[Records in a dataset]

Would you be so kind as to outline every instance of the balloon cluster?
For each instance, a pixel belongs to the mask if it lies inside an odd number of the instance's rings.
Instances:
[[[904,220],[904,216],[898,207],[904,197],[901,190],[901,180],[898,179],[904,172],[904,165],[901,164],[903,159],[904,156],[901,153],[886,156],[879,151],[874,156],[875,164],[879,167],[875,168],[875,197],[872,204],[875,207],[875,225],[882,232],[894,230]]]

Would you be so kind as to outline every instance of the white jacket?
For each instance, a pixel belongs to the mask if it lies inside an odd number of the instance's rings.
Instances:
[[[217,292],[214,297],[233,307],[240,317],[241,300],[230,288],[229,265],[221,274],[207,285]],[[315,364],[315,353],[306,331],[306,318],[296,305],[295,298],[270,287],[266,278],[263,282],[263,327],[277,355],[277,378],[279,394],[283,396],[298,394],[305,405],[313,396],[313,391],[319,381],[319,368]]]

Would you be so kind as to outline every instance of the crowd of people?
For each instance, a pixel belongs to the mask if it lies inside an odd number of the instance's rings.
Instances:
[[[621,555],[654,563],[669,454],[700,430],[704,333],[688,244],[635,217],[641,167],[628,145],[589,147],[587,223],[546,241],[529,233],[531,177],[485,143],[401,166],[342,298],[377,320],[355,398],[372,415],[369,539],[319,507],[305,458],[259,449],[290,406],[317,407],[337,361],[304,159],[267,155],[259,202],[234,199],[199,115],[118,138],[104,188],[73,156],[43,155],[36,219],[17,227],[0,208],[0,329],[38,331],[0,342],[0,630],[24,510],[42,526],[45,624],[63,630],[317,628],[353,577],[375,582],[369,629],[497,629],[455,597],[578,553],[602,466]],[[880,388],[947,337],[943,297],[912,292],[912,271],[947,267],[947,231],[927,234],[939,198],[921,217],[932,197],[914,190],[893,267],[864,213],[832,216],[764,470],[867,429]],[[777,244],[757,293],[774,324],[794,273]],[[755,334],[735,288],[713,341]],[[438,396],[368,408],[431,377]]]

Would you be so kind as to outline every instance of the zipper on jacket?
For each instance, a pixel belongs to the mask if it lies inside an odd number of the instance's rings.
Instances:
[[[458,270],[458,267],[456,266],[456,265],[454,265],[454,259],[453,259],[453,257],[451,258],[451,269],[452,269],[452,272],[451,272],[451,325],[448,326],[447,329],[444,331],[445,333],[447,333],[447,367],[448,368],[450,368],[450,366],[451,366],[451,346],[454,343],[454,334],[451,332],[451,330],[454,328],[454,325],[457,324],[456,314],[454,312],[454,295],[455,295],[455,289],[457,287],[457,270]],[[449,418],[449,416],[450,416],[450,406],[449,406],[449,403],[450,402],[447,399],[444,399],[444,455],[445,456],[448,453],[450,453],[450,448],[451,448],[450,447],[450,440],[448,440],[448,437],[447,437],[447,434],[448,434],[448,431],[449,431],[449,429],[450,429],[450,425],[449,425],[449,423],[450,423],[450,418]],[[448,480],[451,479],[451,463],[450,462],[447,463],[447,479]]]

What the exercise asks
Reproduce the records from the line containing "zipper on jacket?" through the end of the records, replacing "zipper" with "zip" and leaving everything else unchanged.

Answer to this task
Would you be so kind as to outline every instance of the zip on jacket?
For each instance, a pixel belongs to the mask if it lies inside an odd number of the instance's rings.
Instances:
[[[458,270],[458,267],[456,266],[456,265],[454,265],[454,259],[453,259],[453,257],[451,258],[451,269],[452,269],[452,272],[451,272],[451,325],[448,326],[447,329],[444,331],[445,333],[447,333],[447,367],[448,368],[450,368],[450,366],[451,366],[451,346],[454,343],[454,334],[451,332],[451,330],[454,328],[454,325],[457,324],[456,314],[454,312],[454,295],[455,295],[455,289],[457,287],[457,270]],[[449,418],[449,416],[450,416],[450,406],[449,406],[449,403],[450,402],[447,399],[444,399],[444,455],[445,456],[448,453],[450,453],[450,448],[451,448],[450,447],[450,440],[448,440],[448,437],[447,437],[447,434],[448,434],[448,431],[449,431],[449,429],[450,429],[450,425],[449,425],[449,423],[450,423],[450,418]],[[448,480],[451,479],[451,463],[450,462],[447,463],[447,479]]]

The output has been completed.